> HOW TO COMPLETE THIS TASK
For the word "point", count the lines in the records below that include it and give only that number.

> SOURCE MATERIAL
*** Begin section ***

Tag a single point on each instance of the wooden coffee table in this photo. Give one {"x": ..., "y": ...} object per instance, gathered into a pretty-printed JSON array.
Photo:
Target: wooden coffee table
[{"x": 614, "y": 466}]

*** End section ***
*** Begin section ***

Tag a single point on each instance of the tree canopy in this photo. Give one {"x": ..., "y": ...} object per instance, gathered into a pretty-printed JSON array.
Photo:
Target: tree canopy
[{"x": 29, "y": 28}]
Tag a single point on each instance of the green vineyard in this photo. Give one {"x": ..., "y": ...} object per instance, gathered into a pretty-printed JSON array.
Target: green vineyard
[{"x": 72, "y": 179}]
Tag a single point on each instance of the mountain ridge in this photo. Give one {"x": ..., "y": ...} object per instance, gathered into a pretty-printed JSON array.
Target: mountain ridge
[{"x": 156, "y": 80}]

*** End section ***

> RESPONSE AREA
4